Sezione documento.
==========

Non credo che noi che viviamo nel "primo mondo" (10% scarso della popolazione mondiale) ci rendiamo completamente conto della situazione esistente negli altri "mondi". Ma il papa, lui si avrebbe dovuto rendersene conto.

The Guardian, The Economist e persino il cattolico The Tablet ironizzarono sulle posizioni papali. The Times dissentì rispettosamente. I giornali italiani, l'Unità compresa, sfiorarono il ridicolo per la pochezza dei loro commenti.

Le resistenze nel mondo cattolicofurono comunque fortissime e condussero, come era prevedibile, alla assoluta pratica irrilevanza delle prescrizioni papali, producendo analogicamente il mancato rispetto di altre ben più nobili e serie disposizioni etico/religiose.

==========

(Dati archiviati)

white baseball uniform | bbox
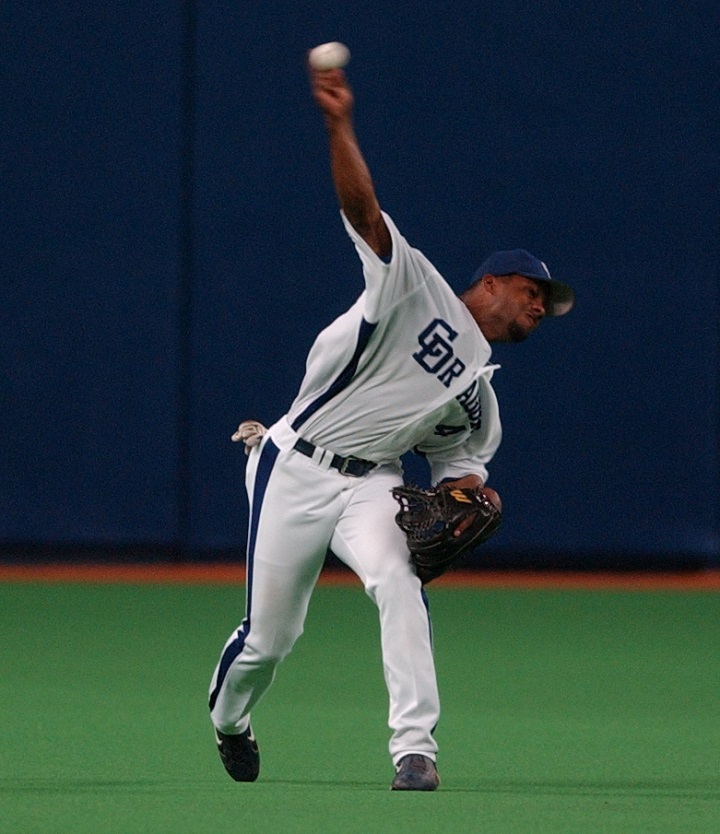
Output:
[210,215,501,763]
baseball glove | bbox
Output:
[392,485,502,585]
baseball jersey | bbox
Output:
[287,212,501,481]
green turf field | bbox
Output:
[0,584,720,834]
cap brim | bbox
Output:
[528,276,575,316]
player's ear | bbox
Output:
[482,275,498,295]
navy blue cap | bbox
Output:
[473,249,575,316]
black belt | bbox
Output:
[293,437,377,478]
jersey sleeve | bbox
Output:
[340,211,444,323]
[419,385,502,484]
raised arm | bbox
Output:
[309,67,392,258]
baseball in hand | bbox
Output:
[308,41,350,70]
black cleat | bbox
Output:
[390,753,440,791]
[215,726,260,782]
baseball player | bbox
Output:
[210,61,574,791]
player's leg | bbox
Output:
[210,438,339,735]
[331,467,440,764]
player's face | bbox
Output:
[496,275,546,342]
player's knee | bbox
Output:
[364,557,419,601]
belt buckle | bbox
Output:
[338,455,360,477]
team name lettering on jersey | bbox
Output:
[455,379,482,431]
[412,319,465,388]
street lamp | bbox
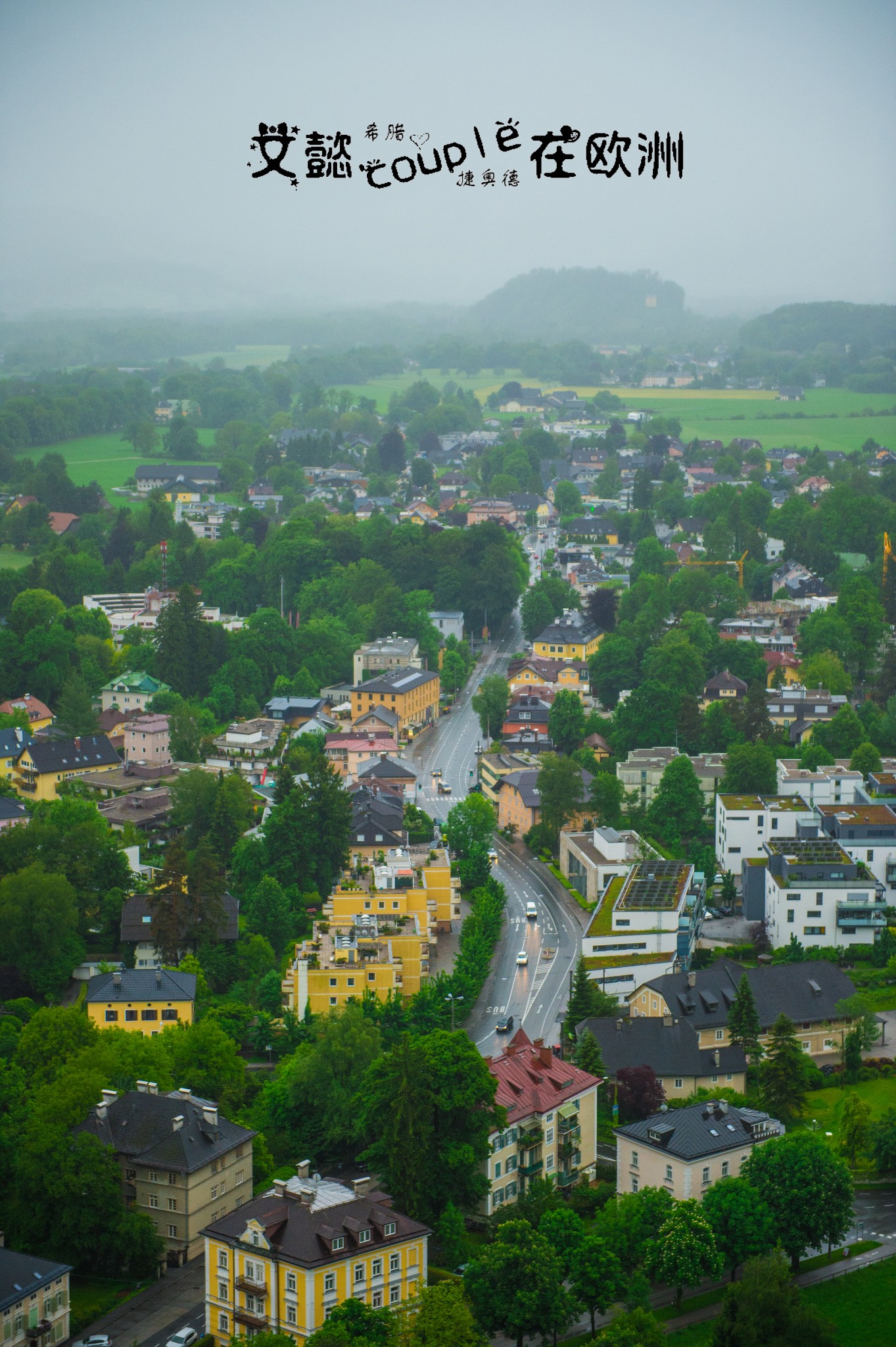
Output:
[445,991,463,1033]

==========

Elenco dei compiti.
1 > Modifichi il testo sulle posizioni papali nel tratto compreso tra "The Guardian, The" e "dei loro commenti.", estremi inclusi, sostituendo "rispettosamente" con "cortesemente".
2 > Ripeta fedelmente le righe dei record comprese tra quella che contiene "raised arm | bbox" e l'ultima riga dei record, entrambe incluse, tralasciando le immagini.
Il testo e i record sono del tutto indipendenti l'uno dagli altri.

Risultati in ordine.
1 >
The Guardian, The Economist e persino il cattolico The Tablet ironizzarono sulle posizioni papali. The Times dissentì cortesemente. I giornali italiani, l'Unità compresa, sfiorarono il ridicolo per la pochezza dei loro commenti.

2 >
raised arm | bbox
Output:
[309,67,392,258]
baseball in hand | bbox
Output:
[308,41,350,70]
black cleat | bbox
Output:
[390,753,440,791]
[215,726,260,782]
baseball player | bbox
Output:
[210,61,574,791]
player's leg | bbox
Output:
[210,438,339,735]
[331,467,440,764]
player's face | bbox
Output:
[496,275,546,342]
player's knee | bbox
Output:
[364,557,419,601]
belt buckle | bbox
Output:
[338,455,360,477]
team name lettering on jersey | bbox
Output:
[455,379,482,431]
[412,319,465,388]
street lamp | bbox
Output:
[445,991,463,1033]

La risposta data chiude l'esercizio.